PROVIDED TEXT →
=-=-=-=-=
References can be constructed several ways.
1. By using the backslash operator on a variable, subroutine, or
value. (This works much like the & (address-of) operator works in
C.) Note that this typically creates ANOTHER reference to a
variable, since there's already a reference to the variable in the
symbol table. But the symbol table reference might go away, and
you'll still have the reference that the backslash returned. Here
are some examples:
$scalarref = \$foo;
$arrayref = \@ARGV;
$hashref = \%ENV;
$coderef = \&handler;
2. A reference to an anonymous array can be constructed using square
brackets:
$arrayref = [1, 2, ['a', 'b', 'c']];
Here we've constructed a reference to an anonymous array of three
elements whose final element is itself reference to another
anonymous array of three elements. (The multidimensional syntax
described later can be used to access this. For example, after the
above, $arrayref->[2][1] would have the value "b".)
3. A reference to an anonymous hash can be constructed using curly
brackets:
$hashref = {
'Adam' => 'Eve',
'Clyde' => 'Bonnie',
};
Anonymous hash and array constructors can be intermixed freely to
produce as complicated a structure as you want. The
multidimensional syntax described below works for these too. The
values above are literals, but variables and expressions would work
just as well, because assignment operators in Perl (even within
local() or my()) are executable statements, not compile-time
declarations.
Because curly brackets (braces) are used for several other things
including BLOCKs, you may occasionally have to disambiguate braces
at the beginning of a statement by putting a + or a return in front
so that Perl realizes the opening brace isn't starting a BLOCK.
The economy and mnemonic value of using curlies is deemed worth
this occasional extra hassle.
For example, if you wanted a function to make a new hash and return
a reference to it, you have these options:
sub hashem { { @_ } } # silently wrong
sub hashem { +{ @_ } } # ok
sub hashem { return { @_ } } # ok
4. A reference to an anonymous subroutine can be constructed by using
sub without a subname:
$coderef = sub { print "Boink!\n" };
Note the presence of the semicolon. Except for the fact that the
code inside isn't executed immediately, a sub {} is not so much a
declaration as it is an operator, like do{} or eval{}. (However,
no matter how many times you execute that line (unless you're in an
eval("...")), $coderef will still have a reference to the SAME
anonymous subroutine.)
Anonymous subroutines act as closures with respect to my()
variables, that is, variables visible lexically within the current
scope. Closure is a notion out of the Lisp world that says if you
define an anonymous function in a particular lexical context, it
pretends to run in that context even when it's called outside of
the context.
=-=-=-=-=
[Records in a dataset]
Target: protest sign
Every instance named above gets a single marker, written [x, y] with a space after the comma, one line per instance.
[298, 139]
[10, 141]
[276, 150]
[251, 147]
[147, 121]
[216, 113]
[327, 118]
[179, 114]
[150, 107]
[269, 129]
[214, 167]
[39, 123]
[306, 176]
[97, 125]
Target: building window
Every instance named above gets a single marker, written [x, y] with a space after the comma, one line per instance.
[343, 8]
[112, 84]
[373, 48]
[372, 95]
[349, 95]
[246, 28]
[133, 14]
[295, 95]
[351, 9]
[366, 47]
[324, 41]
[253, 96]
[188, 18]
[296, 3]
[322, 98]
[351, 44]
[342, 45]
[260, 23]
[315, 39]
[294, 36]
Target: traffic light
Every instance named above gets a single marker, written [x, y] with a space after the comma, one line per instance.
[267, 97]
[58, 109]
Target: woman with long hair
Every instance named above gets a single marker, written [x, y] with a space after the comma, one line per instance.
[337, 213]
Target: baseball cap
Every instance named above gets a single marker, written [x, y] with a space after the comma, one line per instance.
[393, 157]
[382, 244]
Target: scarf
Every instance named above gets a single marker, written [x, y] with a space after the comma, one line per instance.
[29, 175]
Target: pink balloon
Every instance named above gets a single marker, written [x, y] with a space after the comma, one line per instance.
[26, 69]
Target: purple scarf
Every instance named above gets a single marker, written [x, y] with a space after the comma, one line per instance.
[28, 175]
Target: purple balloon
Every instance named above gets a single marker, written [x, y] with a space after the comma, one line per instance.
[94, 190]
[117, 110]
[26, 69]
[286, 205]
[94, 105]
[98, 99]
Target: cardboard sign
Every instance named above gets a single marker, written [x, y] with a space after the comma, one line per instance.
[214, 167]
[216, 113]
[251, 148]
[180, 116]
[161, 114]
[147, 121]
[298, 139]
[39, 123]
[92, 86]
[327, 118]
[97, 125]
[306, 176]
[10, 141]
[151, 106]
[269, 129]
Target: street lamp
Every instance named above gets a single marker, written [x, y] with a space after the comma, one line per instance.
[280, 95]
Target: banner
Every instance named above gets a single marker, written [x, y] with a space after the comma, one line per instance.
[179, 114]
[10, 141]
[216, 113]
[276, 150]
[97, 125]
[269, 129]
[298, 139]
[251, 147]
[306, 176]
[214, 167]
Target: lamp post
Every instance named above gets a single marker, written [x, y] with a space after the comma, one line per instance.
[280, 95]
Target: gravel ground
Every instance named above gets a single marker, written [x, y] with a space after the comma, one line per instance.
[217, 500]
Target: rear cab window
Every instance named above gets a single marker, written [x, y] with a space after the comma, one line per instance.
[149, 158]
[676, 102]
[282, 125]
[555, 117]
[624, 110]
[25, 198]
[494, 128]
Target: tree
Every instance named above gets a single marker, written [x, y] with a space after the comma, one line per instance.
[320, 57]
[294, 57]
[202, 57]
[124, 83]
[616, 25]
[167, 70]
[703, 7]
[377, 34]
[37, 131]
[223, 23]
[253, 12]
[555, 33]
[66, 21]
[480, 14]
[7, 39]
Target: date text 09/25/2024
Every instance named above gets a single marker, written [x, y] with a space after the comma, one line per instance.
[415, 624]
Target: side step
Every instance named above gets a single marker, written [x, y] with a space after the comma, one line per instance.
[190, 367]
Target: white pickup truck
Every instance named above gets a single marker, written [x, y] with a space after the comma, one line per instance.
=-=-=-=-=
GIVEN EXERCISE A →
Reproduce the listing from the line containing "Target: lamp post" through the end of the listing, with both of those lines included.
GIVEN EXERCISE B →
Continue the passage on Perl references from the point where it stops.

EXPECTED ANSWER A →
Target: lamp post
Every instance named above gets a single marker, written [x, y] with a space after the comma, one line per instance.
[280, 95]
Target: gravel ground
Every instance named above gets a single marker, written [x, y] with a space after the comma, one line per instance.
[217, 500]
Target: rear cab window
Every instance named above gets a single marker, written [x, y] with a space after the comma, one line per instance.
[149, 158]
[676, 102]
[282, 125]
[555, 117]
[624, 110]
[25, 198]
[494, 128]
Target: tree
Every instance named above gets a single marker, written [x, y] with a space after the comma, one line per instance.
[320, 57]
[294, 57]
[202, 57]
[124, 83]
[616, 25]
[167, 70]
[703, 7]
[377, 34]
[37, 131]
[223, 23]
[253, 12]
[555, 33]
[66, 21]
[480, 14]
[7, 39]
Target: date text 09/25/2024
Every instance named above gets a single marker, written [x, y] with a space after the comma, one line per instance.
[415, 624]
Target: side step
Every instance named above gets a single marker, written [x, y] with a space after the comma, one line per instance.
[190, 367]
Target: white pickup truck
Every instance named above gets a single marker, written [x, y] with a space after the comma, one line per instance.

EXPECTED ANSWER B →
In human terms, it's a funny way of passing arguments to a
subroutine when you define it as well as when you call it. It's
useful for setting up little bits of code to run later, such as
callbacks. You can even do object-oriented stuff with it, though
Perl provides a different mechanism to do that already--see the
perlobj manpage.
You can also think of closure as a way to write a subroutine
template without using eval. (In fact, in version 5.000, eval was
the only way to get closures. You may wish to use "require 5.001"
if you use closures.)
Here's a small example of how closures works:
sub newprint {
my $x = shift;
return sub { my $y = shift; print "$x, $y!\n"; };
}
$h = newprint("Howdy");
$g = newprint("Greetings");
# Time passes...
&$h("world");
&$g("earthlings");
This prints
Howdy, world!
Greetings, earthlings!
Note particularly that $x continues to refer to the value passed
into newprint() *despite* the fact that the "my $x" has seemingly
gone out of scope by the time the anonymous subroutine runs.
That's what closure is all about.
This only applies to lexical variables, by the way. Dynamic
variables continue to work as they have always worked. Closure is
not something that most Perl programmers need trouble themselves
about to begin with.
5. References are often returned by special subroutines called
constructors. Perl objects are just references to a special kind
of object that happens to know which package it's associated with.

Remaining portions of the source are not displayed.